*** Block opens ***

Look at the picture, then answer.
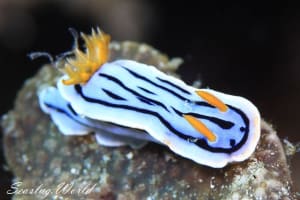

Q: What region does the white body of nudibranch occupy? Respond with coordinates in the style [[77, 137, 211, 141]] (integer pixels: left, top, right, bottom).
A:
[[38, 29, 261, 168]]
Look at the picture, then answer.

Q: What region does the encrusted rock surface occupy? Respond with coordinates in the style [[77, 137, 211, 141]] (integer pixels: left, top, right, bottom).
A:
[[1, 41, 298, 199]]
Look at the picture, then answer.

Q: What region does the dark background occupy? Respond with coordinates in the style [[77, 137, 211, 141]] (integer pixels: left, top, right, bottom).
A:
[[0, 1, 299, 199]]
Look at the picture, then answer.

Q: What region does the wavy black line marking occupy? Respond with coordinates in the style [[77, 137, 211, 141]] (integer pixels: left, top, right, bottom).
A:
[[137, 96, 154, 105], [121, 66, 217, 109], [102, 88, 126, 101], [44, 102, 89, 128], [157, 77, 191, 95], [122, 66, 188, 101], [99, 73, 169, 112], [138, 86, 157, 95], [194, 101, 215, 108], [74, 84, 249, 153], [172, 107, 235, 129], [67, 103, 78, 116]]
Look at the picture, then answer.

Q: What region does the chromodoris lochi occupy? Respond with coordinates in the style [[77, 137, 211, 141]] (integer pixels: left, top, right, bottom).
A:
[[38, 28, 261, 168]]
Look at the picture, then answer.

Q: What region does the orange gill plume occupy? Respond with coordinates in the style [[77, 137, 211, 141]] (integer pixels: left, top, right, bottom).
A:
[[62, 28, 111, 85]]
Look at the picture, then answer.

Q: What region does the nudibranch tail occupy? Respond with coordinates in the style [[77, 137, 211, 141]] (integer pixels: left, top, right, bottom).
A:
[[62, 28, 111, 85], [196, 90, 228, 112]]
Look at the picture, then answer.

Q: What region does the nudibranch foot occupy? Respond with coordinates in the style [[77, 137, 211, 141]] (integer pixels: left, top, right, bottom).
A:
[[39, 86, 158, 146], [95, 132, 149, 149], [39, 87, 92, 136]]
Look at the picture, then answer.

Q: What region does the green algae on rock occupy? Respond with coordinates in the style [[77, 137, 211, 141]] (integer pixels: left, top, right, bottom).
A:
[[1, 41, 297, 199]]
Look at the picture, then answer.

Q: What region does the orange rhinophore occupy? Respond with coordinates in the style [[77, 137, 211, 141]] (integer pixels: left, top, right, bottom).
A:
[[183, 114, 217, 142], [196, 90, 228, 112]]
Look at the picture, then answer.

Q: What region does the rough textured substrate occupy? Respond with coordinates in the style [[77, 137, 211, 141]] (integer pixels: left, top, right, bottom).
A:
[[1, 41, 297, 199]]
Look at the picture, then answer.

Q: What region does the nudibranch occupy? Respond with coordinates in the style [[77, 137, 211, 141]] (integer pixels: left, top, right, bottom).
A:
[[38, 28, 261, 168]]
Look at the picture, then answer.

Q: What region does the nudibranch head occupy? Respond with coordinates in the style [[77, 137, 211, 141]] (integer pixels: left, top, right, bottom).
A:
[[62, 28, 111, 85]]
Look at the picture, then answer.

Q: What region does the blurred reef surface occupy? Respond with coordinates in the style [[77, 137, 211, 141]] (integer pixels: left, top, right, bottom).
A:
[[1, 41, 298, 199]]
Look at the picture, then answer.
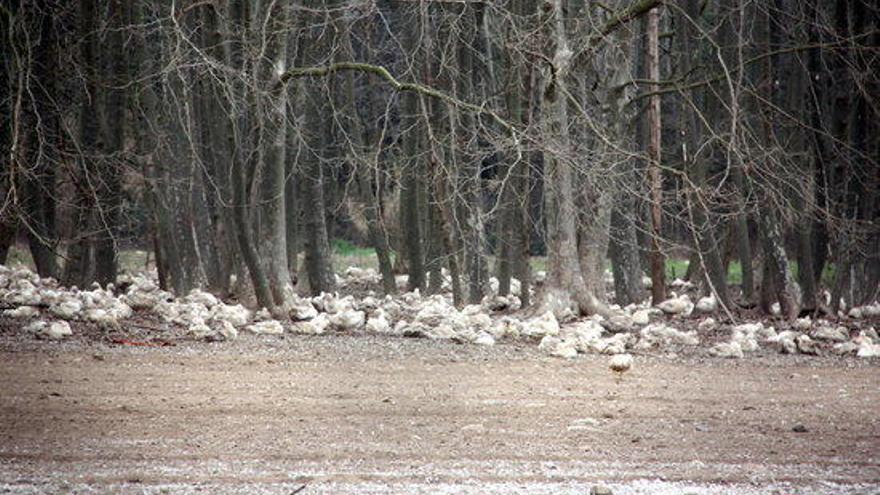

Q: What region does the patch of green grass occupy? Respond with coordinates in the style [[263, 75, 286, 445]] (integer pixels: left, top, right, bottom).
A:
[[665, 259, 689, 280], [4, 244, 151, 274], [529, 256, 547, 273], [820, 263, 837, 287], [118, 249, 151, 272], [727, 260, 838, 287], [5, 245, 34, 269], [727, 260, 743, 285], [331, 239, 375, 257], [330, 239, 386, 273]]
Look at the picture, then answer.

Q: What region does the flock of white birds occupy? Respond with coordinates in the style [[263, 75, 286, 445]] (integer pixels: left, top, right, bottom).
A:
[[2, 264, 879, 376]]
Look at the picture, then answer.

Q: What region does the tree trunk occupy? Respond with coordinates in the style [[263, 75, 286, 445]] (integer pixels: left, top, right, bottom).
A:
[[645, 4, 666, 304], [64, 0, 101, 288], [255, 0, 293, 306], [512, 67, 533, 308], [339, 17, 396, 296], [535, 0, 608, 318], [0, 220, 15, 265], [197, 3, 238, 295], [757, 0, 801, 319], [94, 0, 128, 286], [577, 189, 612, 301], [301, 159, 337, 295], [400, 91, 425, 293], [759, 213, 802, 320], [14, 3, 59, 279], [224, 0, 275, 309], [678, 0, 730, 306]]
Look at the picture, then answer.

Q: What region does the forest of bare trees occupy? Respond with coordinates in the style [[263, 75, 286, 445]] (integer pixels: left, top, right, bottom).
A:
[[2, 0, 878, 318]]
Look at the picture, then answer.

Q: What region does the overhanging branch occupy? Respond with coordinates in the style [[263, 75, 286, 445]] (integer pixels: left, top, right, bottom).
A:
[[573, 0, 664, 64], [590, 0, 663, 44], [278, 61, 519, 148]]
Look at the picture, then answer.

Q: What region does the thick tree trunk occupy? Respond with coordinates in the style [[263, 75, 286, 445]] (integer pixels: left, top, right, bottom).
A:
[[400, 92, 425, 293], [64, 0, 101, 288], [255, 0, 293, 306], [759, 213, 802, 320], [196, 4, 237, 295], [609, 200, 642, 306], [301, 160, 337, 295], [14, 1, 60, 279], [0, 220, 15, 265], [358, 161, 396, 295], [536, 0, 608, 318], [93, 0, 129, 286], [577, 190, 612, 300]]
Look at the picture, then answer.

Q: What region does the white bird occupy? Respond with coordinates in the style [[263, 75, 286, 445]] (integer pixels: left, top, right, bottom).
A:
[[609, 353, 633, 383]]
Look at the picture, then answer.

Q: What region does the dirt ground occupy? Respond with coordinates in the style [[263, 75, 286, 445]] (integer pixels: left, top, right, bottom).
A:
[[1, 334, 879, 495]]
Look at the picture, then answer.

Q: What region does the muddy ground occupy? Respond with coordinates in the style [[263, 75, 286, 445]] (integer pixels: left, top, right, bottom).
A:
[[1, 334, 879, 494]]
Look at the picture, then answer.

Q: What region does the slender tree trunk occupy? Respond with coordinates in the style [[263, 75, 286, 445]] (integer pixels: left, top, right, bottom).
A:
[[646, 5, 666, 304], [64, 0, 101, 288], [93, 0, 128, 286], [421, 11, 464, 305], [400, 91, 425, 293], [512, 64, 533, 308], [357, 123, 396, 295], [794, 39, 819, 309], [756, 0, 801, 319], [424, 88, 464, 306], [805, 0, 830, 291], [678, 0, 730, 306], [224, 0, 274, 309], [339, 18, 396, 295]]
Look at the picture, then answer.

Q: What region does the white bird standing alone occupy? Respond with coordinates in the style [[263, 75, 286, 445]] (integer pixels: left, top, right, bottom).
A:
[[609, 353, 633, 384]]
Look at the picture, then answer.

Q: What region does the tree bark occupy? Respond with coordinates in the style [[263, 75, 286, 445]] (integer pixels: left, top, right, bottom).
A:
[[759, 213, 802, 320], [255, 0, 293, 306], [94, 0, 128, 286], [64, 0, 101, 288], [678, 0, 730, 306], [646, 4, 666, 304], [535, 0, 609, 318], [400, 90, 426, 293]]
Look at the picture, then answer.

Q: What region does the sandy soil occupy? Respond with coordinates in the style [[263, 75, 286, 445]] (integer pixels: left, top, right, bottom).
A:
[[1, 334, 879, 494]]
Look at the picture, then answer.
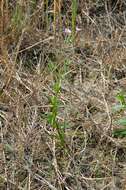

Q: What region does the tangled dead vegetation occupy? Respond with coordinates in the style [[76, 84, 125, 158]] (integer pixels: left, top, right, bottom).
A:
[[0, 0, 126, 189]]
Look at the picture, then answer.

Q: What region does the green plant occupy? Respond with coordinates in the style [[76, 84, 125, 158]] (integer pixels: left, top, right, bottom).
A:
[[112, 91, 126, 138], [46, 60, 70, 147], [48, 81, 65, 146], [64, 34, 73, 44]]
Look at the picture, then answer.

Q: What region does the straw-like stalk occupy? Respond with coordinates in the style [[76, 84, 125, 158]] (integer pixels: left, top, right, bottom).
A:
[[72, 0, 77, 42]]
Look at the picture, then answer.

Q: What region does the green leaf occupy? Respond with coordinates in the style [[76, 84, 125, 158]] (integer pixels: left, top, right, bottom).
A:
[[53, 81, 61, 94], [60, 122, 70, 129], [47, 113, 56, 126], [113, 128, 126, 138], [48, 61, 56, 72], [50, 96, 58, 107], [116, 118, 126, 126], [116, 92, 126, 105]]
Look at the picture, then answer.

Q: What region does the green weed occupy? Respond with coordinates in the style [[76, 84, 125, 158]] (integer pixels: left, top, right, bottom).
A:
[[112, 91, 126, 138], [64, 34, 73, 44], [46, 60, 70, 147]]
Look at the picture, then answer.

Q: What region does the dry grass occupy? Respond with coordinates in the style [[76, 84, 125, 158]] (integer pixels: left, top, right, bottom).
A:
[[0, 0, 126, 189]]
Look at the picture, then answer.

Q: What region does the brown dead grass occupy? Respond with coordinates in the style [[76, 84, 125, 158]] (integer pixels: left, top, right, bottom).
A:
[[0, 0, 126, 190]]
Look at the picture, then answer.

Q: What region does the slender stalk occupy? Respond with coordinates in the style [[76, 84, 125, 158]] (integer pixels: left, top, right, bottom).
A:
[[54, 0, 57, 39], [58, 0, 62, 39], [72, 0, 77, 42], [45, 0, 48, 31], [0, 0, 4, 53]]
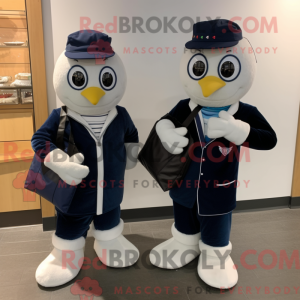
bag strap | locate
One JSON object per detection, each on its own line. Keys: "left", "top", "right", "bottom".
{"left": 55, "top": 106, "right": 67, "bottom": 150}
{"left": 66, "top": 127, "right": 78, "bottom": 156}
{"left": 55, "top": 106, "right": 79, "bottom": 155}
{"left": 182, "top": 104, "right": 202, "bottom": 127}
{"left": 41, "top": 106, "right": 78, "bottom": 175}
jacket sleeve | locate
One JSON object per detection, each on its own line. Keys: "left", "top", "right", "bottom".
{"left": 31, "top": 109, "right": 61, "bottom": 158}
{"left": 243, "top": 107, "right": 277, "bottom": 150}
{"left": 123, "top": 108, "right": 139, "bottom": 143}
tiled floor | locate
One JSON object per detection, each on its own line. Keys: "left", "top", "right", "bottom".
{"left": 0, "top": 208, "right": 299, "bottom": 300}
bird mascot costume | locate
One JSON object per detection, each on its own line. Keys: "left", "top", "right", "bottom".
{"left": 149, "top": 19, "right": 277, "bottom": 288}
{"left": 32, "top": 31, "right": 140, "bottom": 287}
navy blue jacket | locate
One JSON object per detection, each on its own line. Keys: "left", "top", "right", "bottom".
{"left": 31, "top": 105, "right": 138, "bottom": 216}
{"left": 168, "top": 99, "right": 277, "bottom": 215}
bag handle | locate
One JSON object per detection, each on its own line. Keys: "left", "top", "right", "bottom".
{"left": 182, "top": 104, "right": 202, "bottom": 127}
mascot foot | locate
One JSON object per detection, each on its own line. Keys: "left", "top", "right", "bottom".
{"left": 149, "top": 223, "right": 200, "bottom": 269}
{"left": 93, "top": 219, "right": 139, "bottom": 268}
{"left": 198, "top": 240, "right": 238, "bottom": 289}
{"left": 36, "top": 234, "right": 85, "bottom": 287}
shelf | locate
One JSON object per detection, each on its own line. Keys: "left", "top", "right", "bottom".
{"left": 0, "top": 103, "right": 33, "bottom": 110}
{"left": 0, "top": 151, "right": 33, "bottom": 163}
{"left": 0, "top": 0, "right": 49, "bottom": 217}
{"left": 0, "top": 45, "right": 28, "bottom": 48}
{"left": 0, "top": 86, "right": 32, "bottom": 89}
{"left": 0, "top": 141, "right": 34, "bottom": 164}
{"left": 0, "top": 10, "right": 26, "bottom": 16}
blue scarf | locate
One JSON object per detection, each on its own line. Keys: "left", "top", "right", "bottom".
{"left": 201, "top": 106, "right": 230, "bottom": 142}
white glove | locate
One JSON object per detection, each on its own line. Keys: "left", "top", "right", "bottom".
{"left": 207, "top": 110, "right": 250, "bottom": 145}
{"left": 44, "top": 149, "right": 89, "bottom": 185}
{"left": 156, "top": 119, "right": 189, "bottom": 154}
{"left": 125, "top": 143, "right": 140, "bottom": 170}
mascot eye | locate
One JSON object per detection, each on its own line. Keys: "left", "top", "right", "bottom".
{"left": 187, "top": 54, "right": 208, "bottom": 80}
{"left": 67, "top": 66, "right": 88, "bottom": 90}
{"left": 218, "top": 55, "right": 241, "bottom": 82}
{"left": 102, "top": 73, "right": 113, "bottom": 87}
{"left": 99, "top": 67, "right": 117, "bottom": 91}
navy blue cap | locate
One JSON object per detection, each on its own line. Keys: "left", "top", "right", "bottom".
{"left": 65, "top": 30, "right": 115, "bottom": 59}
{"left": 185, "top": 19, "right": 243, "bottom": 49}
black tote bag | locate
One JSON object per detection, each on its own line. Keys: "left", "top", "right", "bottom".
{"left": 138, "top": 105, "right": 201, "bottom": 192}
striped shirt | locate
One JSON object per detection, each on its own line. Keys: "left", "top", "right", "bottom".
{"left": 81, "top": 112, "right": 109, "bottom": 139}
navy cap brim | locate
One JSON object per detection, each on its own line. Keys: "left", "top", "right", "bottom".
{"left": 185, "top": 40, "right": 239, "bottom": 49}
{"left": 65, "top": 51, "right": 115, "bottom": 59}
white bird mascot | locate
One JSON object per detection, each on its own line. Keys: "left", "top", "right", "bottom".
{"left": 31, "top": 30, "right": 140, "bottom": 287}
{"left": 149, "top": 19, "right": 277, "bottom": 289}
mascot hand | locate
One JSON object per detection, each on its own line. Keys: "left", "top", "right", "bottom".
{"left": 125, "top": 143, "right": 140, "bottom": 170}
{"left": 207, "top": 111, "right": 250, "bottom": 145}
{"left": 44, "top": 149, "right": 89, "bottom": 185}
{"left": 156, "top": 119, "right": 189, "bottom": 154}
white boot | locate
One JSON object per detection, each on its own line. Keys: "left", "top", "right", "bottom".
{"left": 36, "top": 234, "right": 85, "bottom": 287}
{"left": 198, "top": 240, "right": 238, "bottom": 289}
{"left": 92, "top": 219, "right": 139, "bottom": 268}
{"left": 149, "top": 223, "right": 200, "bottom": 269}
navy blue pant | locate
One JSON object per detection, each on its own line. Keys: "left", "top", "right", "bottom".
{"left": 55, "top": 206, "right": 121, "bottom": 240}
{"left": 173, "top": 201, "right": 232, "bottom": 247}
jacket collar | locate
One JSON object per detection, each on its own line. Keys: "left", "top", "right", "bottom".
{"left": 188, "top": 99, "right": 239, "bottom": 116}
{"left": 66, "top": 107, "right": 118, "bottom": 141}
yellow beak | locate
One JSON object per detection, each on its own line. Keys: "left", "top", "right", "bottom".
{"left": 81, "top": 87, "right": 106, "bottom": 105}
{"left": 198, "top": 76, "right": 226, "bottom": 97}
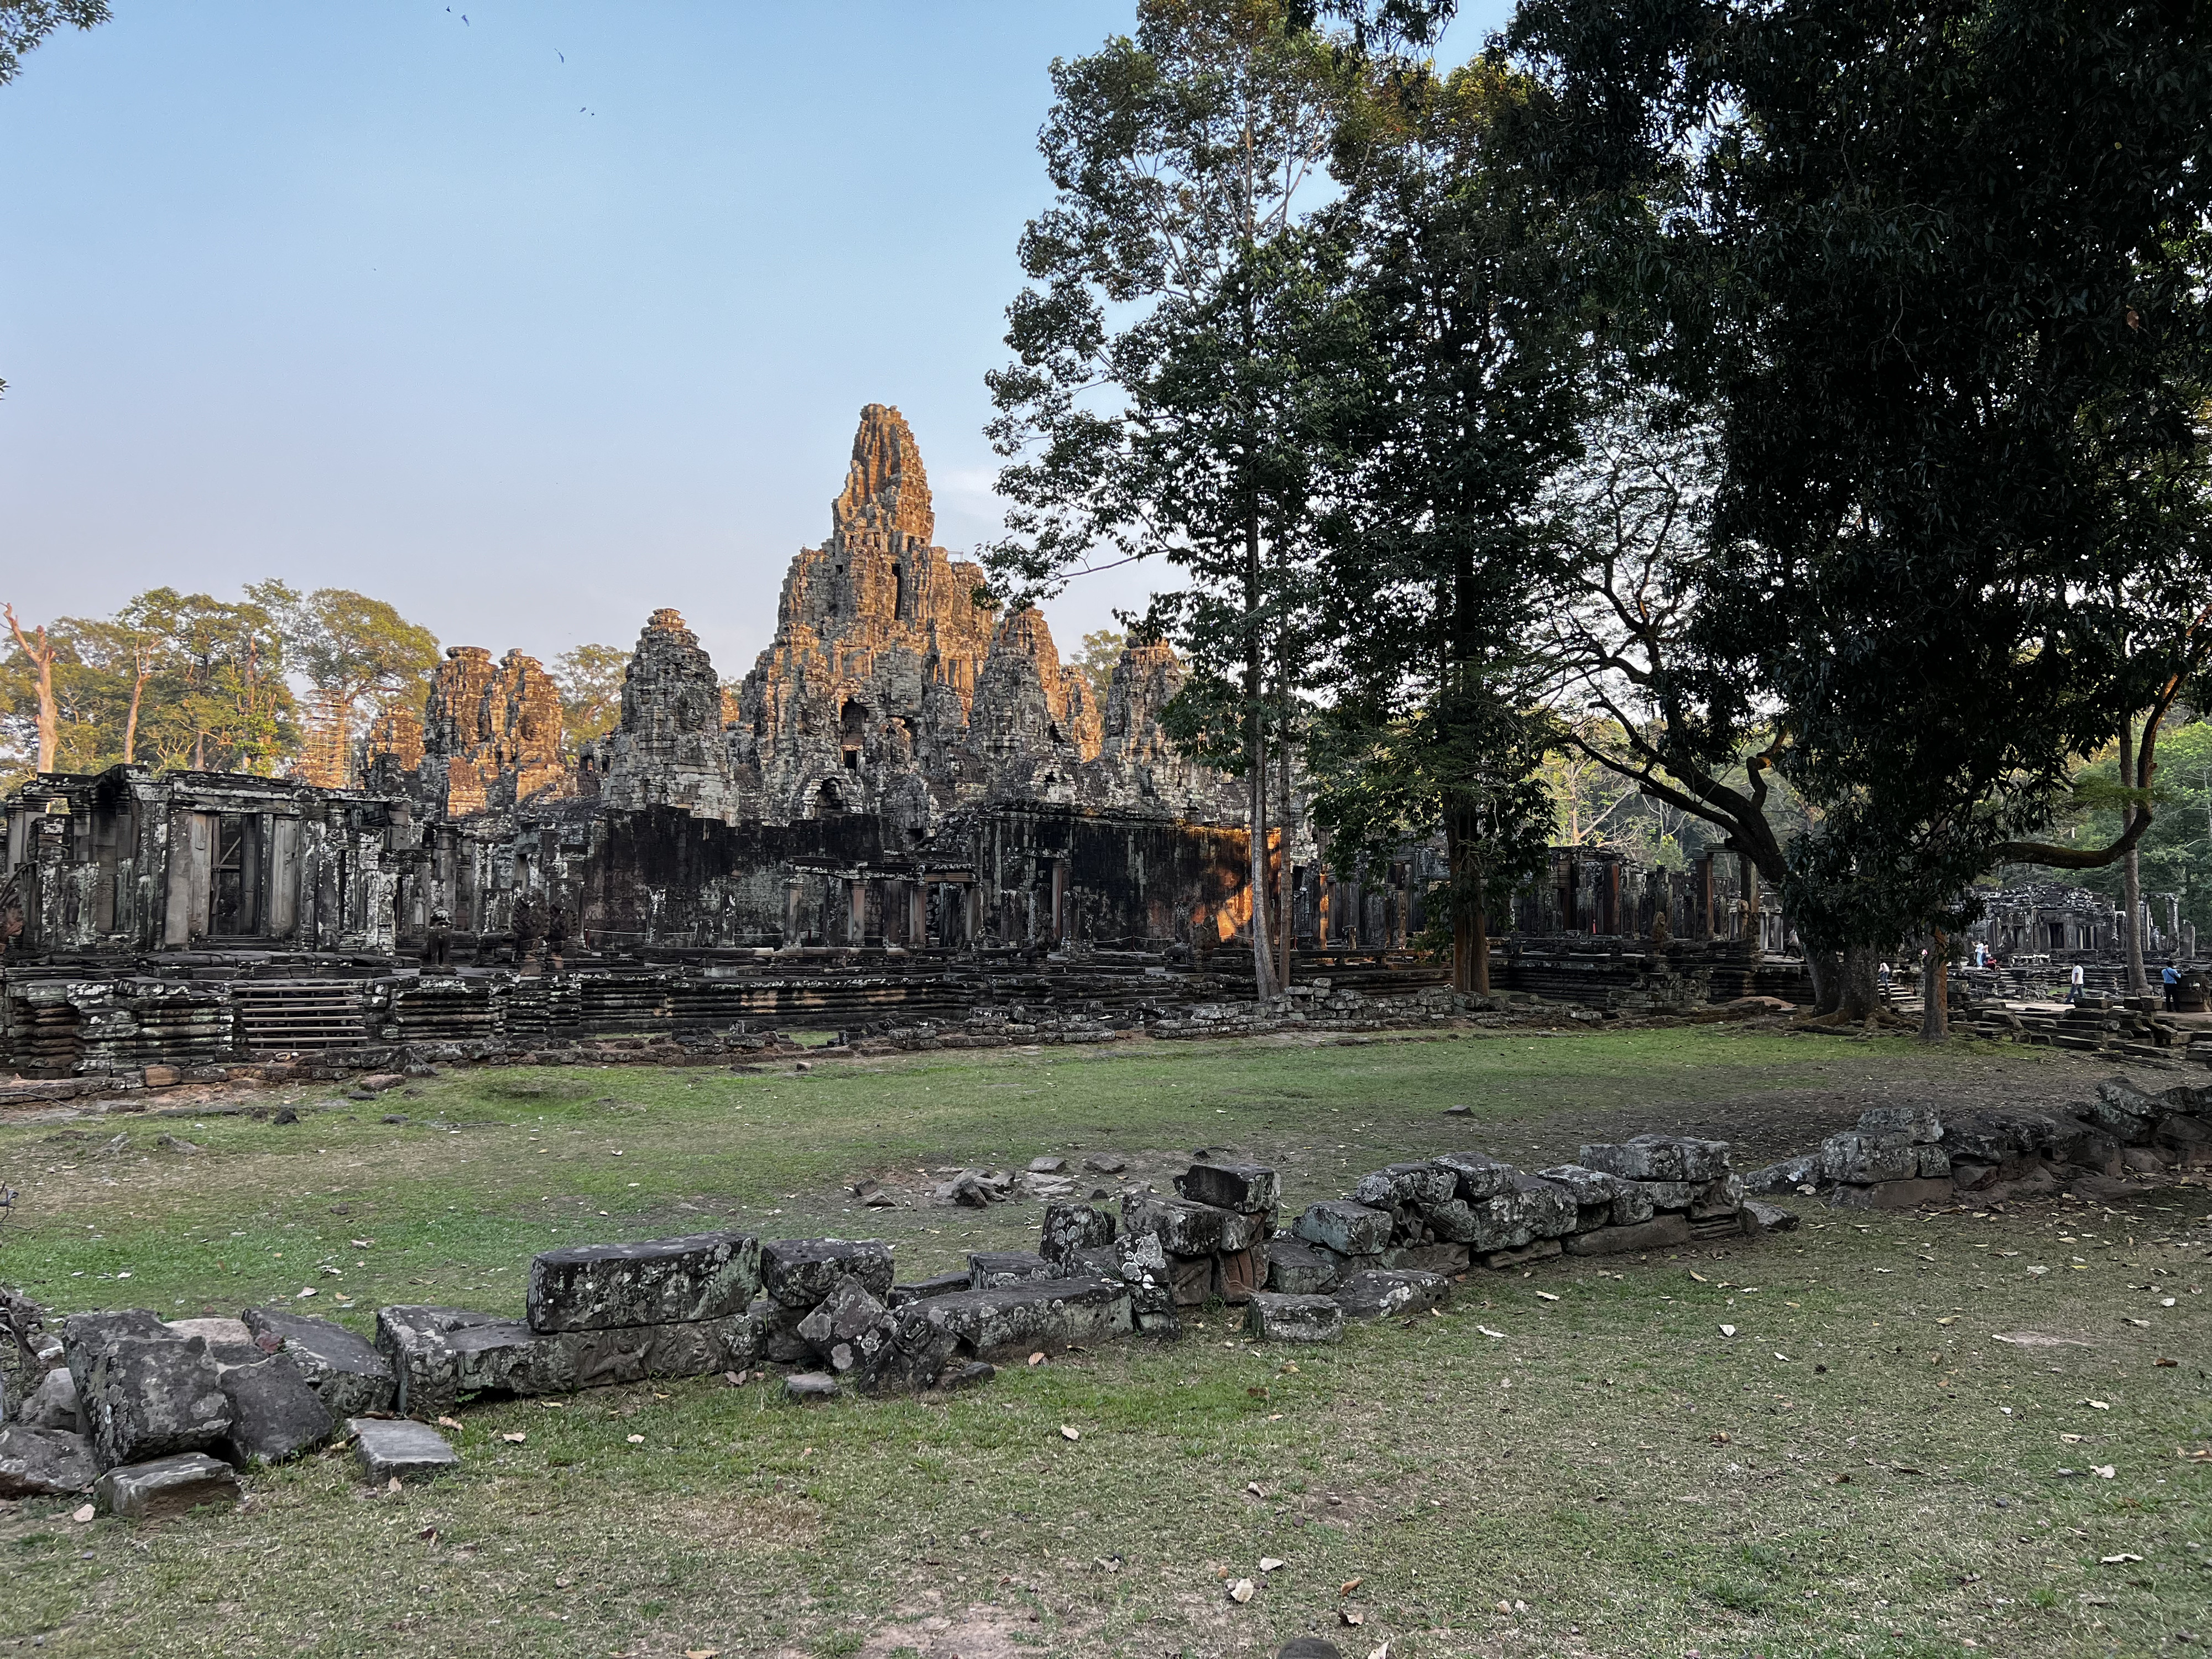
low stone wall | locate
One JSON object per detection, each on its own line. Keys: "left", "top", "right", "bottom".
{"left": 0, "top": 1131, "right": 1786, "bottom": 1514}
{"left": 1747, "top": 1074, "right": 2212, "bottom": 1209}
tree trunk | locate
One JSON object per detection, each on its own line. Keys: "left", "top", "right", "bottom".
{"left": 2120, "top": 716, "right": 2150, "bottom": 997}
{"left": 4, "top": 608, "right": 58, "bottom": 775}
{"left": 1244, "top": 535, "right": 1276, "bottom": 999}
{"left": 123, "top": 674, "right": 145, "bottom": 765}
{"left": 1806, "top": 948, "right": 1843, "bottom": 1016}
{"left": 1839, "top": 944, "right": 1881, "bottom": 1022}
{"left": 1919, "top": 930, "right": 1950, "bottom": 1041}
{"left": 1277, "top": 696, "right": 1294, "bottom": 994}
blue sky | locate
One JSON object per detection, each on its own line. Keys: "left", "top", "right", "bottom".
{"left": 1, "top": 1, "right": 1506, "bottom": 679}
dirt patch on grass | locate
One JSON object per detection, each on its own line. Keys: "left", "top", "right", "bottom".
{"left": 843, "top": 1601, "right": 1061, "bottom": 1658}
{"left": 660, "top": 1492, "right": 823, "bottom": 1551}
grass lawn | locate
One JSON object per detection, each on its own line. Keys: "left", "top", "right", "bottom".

*** Block closes ***

**EXERCISE DIRECTIONS:** Copy only this from above: the line containing "Q: What region does the rough", the line containing "Q: What region does the tree trunk", and all lines between, printed exactly. Leave out the pictures.

**ANSWER AREA:**
Q: What region does the rough textured substrate occupy? Respond with coordinates in the style [[77, 137, 211, 141]] (integer pixels: left, top, right, bottom).
A:
[[1, 41, 297, 199]]
Look at the picture, then answer.

Q: What region does the nudibranch occupy? Respond with coordinates in the style [[77, 137, 211, 141]] (integer pixels: left, top, right, bottom).
A:
[[38, 28, 261, 168]]
Look at the picture, then answer.

Q: What region does the nudibranch head occupy? Respond with coordinates in the style [[77, 137, 211, 141]] (integer pixels: left, top, right, bottom).
A:
[[62, 28, 111, 85]]
Look at the picture, then answer.

Q: What region does the blurred reef surface occupy? Respond with coordinates in the style [[77, 137, 211, 141]] (integer pixels: left, top, right, bottom).
A:
[[1, 41, 298, 199]]
Look at the picture, then answer.

Q: What region does the patch of green grass occupy? Respond with coordinates in the style [[263, 75, 286, 445]] (integer pixels: left, top, right, bottom).
A:
[[665, 259, 689, 280], [4, 244, 151, 274], [529, 256, 547, 273], [820, 263, 837, 287], [118, 249, 151, 272], [727, 260, 838, 287], [5, 245, 34, 269], [727, 260, 743, 285], [331, 239, 375, 257], [330, 239, 386, 273]]
Look at the picture, then answer.

Q: What region does the flock of white birds occupy? Respond with coordinates in the style [[263, 75, 286, 445]] (integer pixels: left, top, right, bottom).
A:
[[2, 264, 879, 376]]
Look at the picture, then answer.

Q: What region does the tree trunk occupy? Respond with coordinates in the style [[263, 75, 286, 445]] (integer pixels: left, top, right, bottom).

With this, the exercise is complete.